I went down to DC yesterday in order to see the Robert Frank show at the National Gallery. In a recent post, I made the comparison between a curator and a conductor. While I think that that analogy is often true, there are other times when a different model comes in to play. In this case, I had the sense of the silent hand of a wise and patient archaeologist guiding me through a hall of treasures. Now I grant you that the subject of this exhibit is not particularly challenging. I mean, Robert Frank's book "The Americans" is obviously one of the most admired, influential, and important photography books ever produced. Any exhibition on the subject can be expected to be a big hit. Still, there are potential pitfalls, but Senior Curator of Photography, Sarah Greenough, nimbly avoids them while creating a show chock full of pleasant surprises.
It occurred to me while I was walking through the show, but I had never seen an exhibit quite like this. I mean that in the sense that this was a photography show specifically about a photography book which took the opportunity to present an exhibition size photo of every single picture that is in the book. Has anyone else ever done that? I'm sure I've never seen it, and I've never heard of anything exactly like it. I have seen sections of books exhibited in this fashion. For example, Paul Graham's "The Shimmer of Possibility" has been shown in an excerpted form as an exhibition supporting the book. But a full-blown representation of an entire book in a gallery format was new to me.

**Extracted records**
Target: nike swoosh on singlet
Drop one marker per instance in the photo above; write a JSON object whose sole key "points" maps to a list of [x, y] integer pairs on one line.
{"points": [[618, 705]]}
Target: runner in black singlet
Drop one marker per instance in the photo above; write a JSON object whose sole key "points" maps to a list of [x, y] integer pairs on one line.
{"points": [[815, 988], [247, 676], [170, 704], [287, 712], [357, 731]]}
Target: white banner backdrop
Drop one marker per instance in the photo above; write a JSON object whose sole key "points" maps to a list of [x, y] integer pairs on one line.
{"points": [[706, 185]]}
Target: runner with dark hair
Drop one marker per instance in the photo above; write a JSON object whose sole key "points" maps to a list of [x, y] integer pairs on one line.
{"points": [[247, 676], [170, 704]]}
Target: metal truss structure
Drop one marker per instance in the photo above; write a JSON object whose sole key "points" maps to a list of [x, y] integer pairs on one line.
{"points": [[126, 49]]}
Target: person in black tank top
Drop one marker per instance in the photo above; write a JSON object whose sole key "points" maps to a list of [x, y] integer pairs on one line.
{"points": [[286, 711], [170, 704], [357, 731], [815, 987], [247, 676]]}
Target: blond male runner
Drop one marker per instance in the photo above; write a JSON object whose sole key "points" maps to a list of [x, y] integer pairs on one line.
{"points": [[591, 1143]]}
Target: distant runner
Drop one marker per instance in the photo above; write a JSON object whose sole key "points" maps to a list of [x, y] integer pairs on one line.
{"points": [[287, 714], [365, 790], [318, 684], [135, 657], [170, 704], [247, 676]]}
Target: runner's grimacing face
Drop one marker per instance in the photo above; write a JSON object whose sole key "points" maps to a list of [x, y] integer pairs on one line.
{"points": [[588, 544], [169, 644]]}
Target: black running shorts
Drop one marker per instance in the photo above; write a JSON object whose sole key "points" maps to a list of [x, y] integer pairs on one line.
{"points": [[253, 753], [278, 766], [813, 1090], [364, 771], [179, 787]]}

==

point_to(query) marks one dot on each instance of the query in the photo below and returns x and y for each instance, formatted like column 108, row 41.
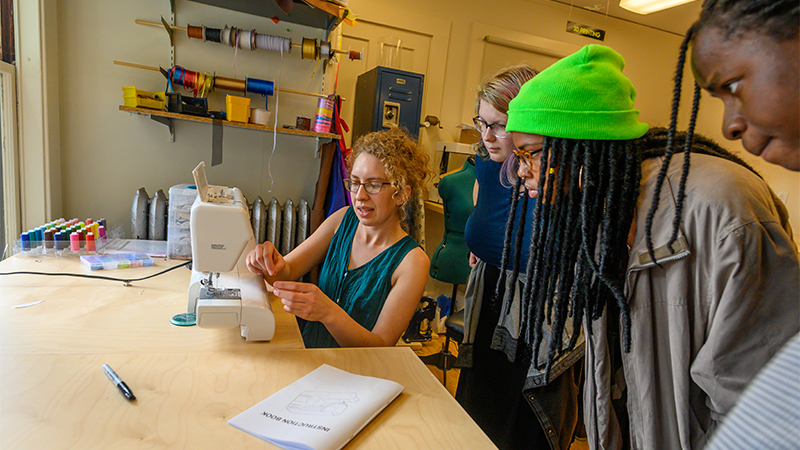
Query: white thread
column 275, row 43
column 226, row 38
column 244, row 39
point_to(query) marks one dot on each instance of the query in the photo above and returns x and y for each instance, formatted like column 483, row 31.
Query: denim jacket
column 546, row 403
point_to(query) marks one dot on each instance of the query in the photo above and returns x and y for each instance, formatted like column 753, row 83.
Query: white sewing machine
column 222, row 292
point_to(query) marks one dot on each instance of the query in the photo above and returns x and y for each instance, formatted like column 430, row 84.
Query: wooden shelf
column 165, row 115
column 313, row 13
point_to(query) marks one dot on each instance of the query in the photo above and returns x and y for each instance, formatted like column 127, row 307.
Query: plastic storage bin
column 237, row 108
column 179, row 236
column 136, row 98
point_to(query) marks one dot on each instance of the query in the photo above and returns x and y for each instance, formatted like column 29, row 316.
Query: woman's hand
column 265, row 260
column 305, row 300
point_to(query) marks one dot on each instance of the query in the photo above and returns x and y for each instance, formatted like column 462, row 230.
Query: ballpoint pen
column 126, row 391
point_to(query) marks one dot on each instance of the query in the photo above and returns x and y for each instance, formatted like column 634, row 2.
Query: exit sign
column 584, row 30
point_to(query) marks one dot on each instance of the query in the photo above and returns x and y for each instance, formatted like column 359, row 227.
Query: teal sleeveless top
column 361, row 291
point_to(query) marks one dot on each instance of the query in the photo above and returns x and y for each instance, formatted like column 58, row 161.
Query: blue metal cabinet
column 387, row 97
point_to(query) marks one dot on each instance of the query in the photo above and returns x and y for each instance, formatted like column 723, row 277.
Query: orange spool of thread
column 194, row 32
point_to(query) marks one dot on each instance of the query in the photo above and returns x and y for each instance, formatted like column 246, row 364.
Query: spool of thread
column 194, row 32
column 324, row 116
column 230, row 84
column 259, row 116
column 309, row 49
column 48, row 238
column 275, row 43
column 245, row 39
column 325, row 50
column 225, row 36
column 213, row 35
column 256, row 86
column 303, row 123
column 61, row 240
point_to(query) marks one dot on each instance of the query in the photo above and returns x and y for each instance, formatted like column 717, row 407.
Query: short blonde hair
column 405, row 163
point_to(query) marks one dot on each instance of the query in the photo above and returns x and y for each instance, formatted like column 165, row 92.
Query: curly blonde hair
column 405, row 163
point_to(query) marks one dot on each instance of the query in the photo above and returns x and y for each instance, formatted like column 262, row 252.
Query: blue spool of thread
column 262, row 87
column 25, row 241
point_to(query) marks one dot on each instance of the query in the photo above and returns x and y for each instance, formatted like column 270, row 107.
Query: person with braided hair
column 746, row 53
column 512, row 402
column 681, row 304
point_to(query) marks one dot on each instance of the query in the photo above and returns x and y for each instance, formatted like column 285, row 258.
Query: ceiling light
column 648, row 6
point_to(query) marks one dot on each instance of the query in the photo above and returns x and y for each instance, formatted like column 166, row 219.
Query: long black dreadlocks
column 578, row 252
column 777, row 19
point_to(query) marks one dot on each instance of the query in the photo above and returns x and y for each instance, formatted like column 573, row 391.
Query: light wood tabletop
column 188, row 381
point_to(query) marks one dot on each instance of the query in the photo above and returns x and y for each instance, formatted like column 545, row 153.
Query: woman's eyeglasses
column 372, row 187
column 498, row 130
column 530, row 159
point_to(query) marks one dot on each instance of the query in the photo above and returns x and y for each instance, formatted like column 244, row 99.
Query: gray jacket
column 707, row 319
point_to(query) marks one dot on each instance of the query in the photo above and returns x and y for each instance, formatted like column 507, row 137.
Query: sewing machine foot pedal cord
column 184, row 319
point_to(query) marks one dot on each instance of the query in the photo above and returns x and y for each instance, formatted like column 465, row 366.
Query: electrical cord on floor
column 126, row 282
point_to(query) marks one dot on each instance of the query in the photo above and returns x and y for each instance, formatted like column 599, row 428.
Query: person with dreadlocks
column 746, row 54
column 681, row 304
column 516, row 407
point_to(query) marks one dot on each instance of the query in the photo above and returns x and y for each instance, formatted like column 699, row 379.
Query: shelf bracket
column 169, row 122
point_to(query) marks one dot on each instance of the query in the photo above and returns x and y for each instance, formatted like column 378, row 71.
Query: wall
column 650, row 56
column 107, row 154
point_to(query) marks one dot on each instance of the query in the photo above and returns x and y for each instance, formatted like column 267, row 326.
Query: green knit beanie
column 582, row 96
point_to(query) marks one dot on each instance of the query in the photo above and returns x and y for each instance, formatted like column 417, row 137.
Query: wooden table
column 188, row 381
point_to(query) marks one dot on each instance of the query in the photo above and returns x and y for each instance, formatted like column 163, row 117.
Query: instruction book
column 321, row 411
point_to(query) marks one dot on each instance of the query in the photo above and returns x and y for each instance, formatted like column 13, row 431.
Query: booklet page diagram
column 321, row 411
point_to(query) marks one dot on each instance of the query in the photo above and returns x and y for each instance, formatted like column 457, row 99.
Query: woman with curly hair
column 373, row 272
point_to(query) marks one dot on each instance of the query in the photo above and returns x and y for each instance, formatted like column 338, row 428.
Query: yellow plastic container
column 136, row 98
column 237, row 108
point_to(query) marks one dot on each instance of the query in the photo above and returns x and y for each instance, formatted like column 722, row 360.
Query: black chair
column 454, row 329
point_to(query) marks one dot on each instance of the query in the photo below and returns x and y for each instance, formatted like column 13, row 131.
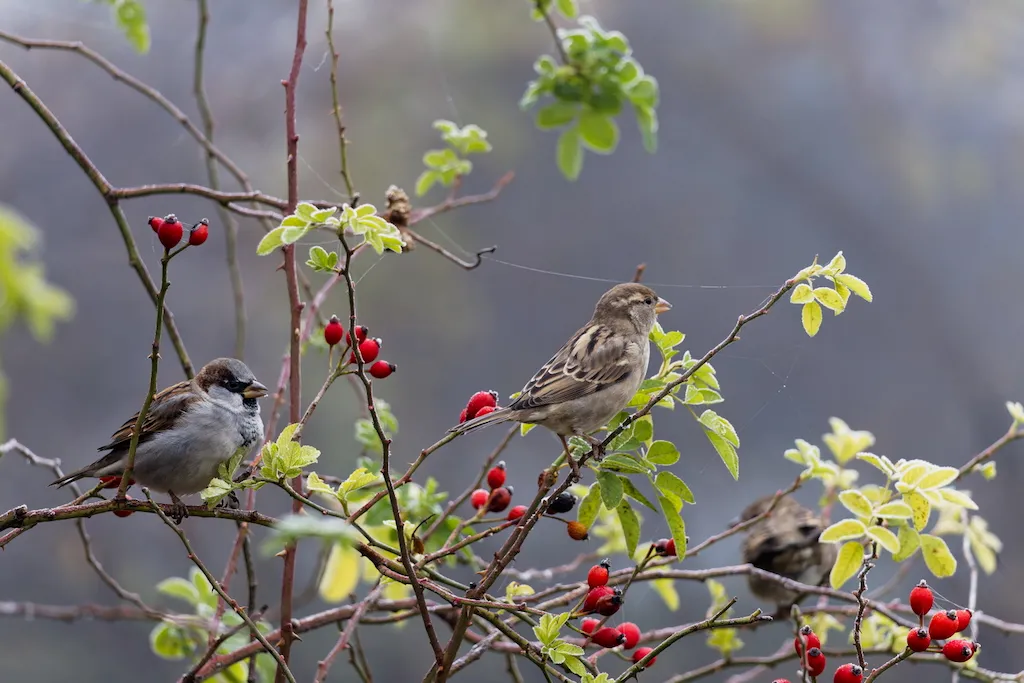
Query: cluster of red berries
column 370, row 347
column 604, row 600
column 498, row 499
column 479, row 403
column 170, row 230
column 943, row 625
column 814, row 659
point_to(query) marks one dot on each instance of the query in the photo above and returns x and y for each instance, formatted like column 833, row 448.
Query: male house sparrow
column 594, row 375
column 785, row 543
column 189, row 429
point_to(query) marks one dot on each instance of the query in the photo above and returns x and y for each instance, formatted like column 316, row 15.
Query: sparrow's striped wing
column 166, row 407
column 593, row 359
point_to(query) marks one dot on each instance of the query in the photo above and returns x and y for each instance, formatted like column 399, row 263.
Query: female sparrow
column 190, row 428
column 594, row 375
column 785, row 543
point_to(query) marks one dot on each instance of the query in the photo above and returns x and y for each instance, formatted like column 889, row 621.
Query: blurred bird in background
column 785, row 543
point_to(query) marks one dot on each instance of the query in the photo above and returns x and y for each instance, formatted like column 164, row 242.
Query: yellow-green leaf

---

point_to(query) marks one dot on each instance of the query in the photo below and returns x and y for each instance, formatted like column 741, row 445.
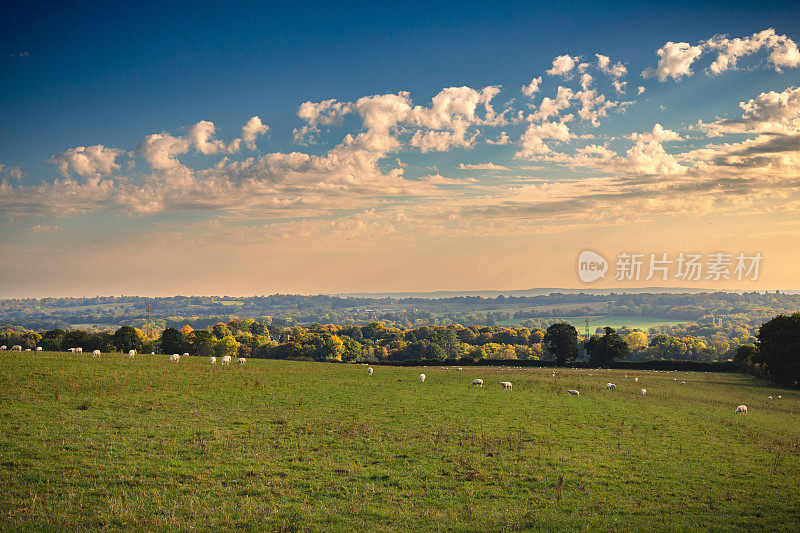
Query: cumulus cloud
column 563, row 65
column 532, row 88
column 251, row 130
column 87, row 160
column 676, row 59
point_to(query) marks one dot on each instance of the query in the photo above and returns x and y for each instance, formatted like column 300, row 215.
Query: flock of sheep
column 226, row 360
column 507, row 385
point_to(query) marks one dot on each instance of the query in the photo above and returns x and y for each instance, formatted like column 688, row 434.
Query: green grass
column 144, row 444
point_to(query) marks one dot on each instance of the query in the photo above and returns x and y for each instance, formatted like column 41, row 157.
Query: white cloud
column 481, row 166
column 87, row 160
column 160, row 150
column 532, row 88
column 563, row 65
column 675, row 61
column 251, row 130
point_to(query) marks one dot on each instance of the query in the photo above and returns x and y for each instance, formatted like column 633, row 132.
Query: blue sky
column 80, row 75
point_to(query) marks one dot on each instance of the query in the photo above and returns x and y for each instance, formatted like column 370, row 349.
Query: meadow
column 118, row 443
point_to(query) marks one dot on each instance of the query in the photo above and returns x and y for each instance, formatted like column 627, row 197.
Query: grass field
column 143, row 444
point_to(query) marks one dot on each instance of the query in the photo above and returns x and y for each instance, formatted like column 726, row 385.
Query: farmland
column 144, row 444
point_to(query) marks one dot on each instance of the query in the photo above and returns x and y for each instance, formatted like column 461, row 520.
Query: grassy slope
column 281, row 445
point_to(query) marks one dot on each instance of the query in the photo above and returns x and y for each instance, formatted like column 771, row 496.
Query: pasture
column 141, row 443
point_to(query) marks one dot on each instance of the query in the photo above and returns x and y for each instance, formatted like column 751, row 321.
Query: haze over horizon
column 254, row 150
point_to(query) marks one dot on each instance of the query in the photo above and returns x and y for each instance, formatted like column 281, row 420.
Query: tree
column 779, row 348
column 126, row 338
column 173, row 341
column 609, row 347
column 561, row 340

**Work item A**
Answer these questions from the Robert Frank exhibition review:
(i) At which museum did the writer see the Robert Frank show?
(ii) Who is named as Senior Curator of Photography?
(iii) Which Paul Graham book has been shown in excerpted form as an exhibition?
**Work item B**
Go on with the Robert Frank exhibition review from the point where it stops.
The records have no connection to the Robert Frank exhibition review.

**Written answer A**
(i) The National Gallery
(ii) Sarah Greenough
(iii) "The Shimmer of Possibility"

**Written answer B**
And it was a revelation. As much as we accept the catechism that certain photographs are not only created for books but are most effectively experienced as books, it is a completely different (not to say better or worse) experience to view an entire book in sequence - with all of the purpose and care that implies - but with large format prints. It very simply changes one's perspective. It gave me the naïve hope that perhaps a seminal book of Brassaï or Man Ray might be presented in a similar way.
The show opens with some historical perspective. We see earlier work of Mr. Frank and also the work of artists who influenced his style. Here, as later in the show, the curatorial style is light and sure. The influences are clear, not stretched, the interpretations make sense, the analogies are founded in fact. I've become too accustomed to wall text that reads like a synopsis to a different play than the one I'm actually watching. To extend my archaeological metaphor a bit further, I felt as if Ms Greenough were virtually reassembling an ancient treasure in front of me. As each shard was gently dusted off, it was painstakingly shown how it fit into the larger whole. We see Frank's letters to Walker Evans, applications for the Guggenheim fellowship, and then those same applications as they were edited (well, maybe actually written) by Evans. We see a wall of working prints showing how Frank edited and sequenced. We see contact sheets with photos chosen and rejected. All of this leading us into a grand tour of the final book with large format examples of each picture. Bliss. If a working definition of art is something that leads us to see the world in a different way (which "The Americans" did and still does), then surely a working definition of great curatorial practice is something that leads us to see a great work of art in a new way.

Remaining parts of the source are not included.